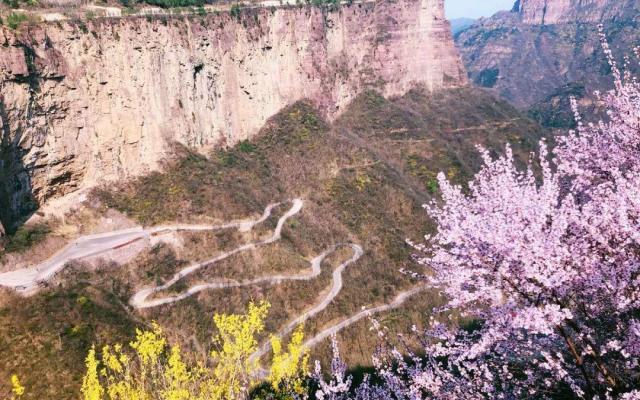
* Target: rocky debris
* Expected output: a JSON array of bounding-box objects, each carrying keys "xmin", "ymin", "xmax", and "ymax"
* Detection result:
[{"xmin": 0, "ymin": 0, "xmax": 466, "ymax": 220}]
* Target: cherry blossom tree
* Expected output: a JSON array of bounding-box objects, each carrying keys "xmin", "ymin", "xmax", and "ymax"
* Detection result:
[{"xmin": 318, "ymin": 36, "xmax": 640, "ymax": 400}]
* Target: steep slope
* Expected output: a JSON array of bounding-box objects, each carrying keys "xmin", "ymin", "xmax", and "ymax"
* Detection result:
[
  {"xmin": 0, "ymin": 89, "xmax": 544, "ymax": 399},
  {"xmin": 455, "ymin": 0, "xmax": 640, "ymax": 127},
  {"xmin": 0, "ymin": 0, "xmax": 465, "ymax": 233}
]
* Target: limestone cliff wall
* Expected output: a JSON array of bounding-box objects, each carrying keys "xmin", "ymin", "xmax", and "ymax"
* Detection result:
[
  {"xmin": 515, "ymin": 0, "xmax": 640, "ymax": 24},
  {"xmin": 0, "ymin": 0, "xmax": 466, "ymax": 227}
]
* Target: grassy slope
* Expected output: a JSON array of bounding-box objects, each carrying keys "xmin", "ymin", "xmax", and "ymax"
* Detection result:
[{"xmin": 0, "ymin": 89, "xmax": 541, "ymax": 398}]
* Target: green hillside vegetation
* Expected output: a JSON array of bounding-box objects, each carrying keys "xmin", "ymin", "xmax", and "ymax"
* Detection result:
[{"xmin": 0, "ymin": 89, "xmax": 544, "ymax": 399}]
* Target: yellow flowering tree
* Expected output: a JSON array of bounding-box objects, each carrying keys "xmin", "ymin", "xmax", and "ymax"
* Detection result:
[
  {"xmin": 82, "ymin": 302, "xmax": 308, "ymax": 400},
  {"xmin": 269, "ymin": 325, "xmax": 309, "ymax": 398},
  {"xmin": 11, "ymin": 374, "xmax": 25, "ymax": 400}
]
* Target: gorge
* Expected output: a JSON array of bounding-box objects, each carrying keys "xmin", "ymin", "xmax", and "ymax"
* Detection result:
[{"xmin": 0, "ymin": 0, "xmax": 466, "ymax": 231}]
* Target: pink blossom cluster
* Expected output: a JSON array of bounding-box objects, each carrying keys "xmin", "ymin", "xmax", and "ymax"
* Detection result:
[{"xmin": 317, "ymin": 33, "xmax": 640, "ymax": 400}]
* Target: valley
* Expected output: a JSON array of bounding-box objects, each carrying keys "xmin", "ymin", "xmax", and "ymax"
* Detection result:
[
  {"xmin": 0, "ymin": 88, "xmax": 545, "ymax": 398},
  {"xmin": 0, "ymin": 0, "xmax": 640, "ymax": 400}
]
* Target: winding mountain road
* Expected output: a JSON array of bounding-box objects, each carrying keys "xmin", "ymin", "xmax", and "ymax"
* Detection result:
[
  {"xmin": 0, "ymin": 199, "xmax": 425, "ymax": 360},
  {"xmin": 0, "ymin": 199, "xmax": 282, "ymax": 295}
]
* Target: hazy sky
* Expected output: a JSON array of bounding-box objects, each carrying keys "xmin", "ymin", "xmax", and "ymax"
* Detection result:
[{"xmin": 445, "ymin": 0, "xmax": 515, "ymax": 18}]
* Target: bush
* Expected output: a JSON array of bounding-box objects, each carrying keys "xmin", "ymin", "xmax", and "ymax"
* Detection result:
[{"xmin": 5, "ymin": 224, "xmax": 51, "ymax": 253}]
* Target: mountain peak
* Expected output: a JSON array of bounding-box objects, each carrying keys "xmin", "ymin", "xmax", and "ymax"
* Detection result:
[{"xmin": 513, "ymin": 0, "xmax": 640, "ymax": 24}]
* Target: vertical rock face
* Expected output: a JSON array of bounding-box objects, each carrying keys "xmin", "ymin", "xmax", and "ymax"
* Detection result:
[
  {"xmin": 456, "ymin": 0, "xmax": 640, "ymax": 125},
  {"xmin": 514, "ymin": 0, "xmax": 640, "ymax": 24},
  {"xmin": 0, "ymin": 0, "xmax": 466, "ymax": 228}
]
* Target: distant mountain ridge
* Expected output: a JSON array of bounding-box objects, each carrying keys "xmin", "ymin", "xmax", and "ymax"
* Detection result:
[
  {"xmin": 455, "ymin": 0, "xmax": 640, "ymax": 128},
  {"xmin": 449, "ymin": 18, "xmax": 476, "ymax": 35},
  {"xmin": 513, "ymin": 0, "xmax": 640, "ymax": 24}
]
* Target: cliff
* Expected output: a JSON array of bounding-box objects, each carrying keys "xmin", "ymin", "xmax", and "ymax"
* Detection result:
[
  {"xmin": 0, "ymin": 0, "xmax": 466, "ymax": 227},
  {"xmin": 514, "ymin": 0, "xmax": 640, "ymax": 24},
  {"xmin": 455, "ymin": 0, "xmax": 640, "ymax": 122}
]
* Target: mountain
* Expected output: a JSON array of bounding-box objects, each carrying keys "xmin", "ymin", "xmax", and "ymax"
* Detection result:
[
  {"xmin": 450, "ymin": 18, "xmax": 476, "ymax": 35},
  {"xmin": 0, "ymin": 0, "xmax": 466, "ymax": 231},
  {"xmin": 0, "ymin": 88, "xmax": 545, "ymax": 400},
  {"xmin": 455, "ymin": 0, "xmax": 640, "ymax": 128}
]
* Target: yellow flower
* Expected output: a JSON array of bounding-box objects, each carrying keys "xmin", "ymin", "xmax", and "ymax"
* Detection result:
[
  {"xmin": 269, "ymin": 325, "xmax": 309, "ymax": 394},
  {"xmin": 11, "ymin": 375, "xmax": 24, "ymax": 397},
  {"xmin": 131, "ymin": 322, "xmax": 167, "ymax": 366},
  {"xmin": 81, "ymin": 347, "xmax": 104, "ymax": 400}
]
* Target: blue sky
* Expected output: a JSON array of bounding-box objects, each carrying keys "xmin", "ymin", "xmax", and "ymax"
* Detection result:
[{"xmin": 445, "ymin": 0, "xmax": 515, "ymax": 18}]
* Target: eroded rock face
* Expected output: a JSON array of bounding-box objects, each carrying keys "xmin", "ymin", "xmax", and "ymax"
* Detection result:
[
  {"xmin": 514, "ymin": 0, "xmax": 640, "ymax": 24},
  {"xmin": 456, "ymin": 0, "xmax": 640, "ymax": 119},
  {"xmin": 0, "ymin": 0, "xmax": 466, "ymax": 228}
]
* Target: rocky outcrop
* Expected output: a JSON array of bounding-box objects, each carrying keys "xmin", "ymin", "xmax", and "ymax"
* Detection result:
[
  {"xmin": 514, "ymin": 0, "xmax": 640, "ymax": 24},
  {"xmin": 0, "ymin": 0, "xmax": 466, "ymax": 230},
  {"xmin": 456, "ymin": 0, "xmax": 640, "ymax": 120}
]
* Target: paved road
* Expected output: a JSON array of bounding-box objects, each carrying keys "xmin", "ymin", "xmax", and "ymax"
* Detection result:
[
  {"xmin": 0, "ymin": 199, "xmax": 425, "ymax": 362},
  {"xmin": 0, "ymin": 203, "xmax": 282, "ymax": 295},
  {"xmin": 129, "ymin": 199, "xmax": 304, "ymax": 309},
  {"xmin": 304, "ymin": 286, "xmax": 426, "ymax": 349}
]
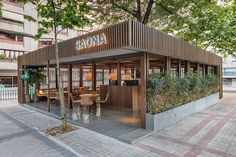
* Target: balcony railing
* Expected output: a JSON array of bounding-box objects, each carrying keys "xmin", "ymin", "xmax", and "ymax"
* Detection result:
[{"xmin": 223, "ymin": 71, "xmax": 236, "ymax": 76}]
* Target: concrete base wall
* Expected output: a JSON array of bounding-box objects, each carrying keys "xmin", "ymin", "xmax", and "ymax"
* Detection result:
[{"xmin": 146, "ymin": 93, "xmax": 219, "ymax": 131}]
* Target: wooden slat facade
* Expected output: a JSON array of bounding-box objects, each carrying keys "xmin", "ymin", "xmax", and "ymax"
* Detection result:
[
  {"xmin": 18, "ymin": 21, "xmax": 222, "ymax": 126},
  {"xmin": 18, "ymin": 21, "xmax": 221, "ymax": 65}
]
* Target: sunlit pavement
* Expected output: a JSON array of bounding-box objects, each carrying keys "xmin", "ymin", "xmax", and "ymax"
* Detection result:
[
  {"xmin": 135, "ymin": 93, "xmax": 236, "ymax": 157},
  {"xmin": 0, "ymin": 93, "xmax": 236, "ymax": 157}
]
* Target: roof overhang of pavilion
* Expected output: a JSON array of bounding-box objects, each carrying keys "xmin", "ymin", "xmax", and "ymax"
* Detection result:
[{"xmin": 18, "ymin": 21, "xmax": 222, "ymax": 65}]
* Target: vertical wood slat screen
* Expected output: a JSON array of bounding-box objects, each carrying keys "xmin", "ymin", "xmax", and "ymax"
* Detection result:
[{"xmin": 18, "ymin": 21, "xmax": 221, "ymax": 65}]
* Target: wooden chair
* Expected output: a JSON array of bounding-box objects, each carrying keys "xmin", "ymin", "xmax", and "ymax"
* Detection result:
[
  {"xmin": 80, "ymin": 94, "xmax": 93, "ymax": 112},
  {"xmin": 96, "ymin": 92, "xmax": 110, "ymax": 117},
  {"xmin": 69, "ymin": 93, "xmax": 81, "ymax": 110},
  {"xmin": 50, "ymin": 91, "xmax": 59, "ymax": 104}
]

Task to carry out:
Copy out every line in the rows above that contains the word "vertical".

Correct output:
* Target: vertical rock face
* Target: vertical wood slat screen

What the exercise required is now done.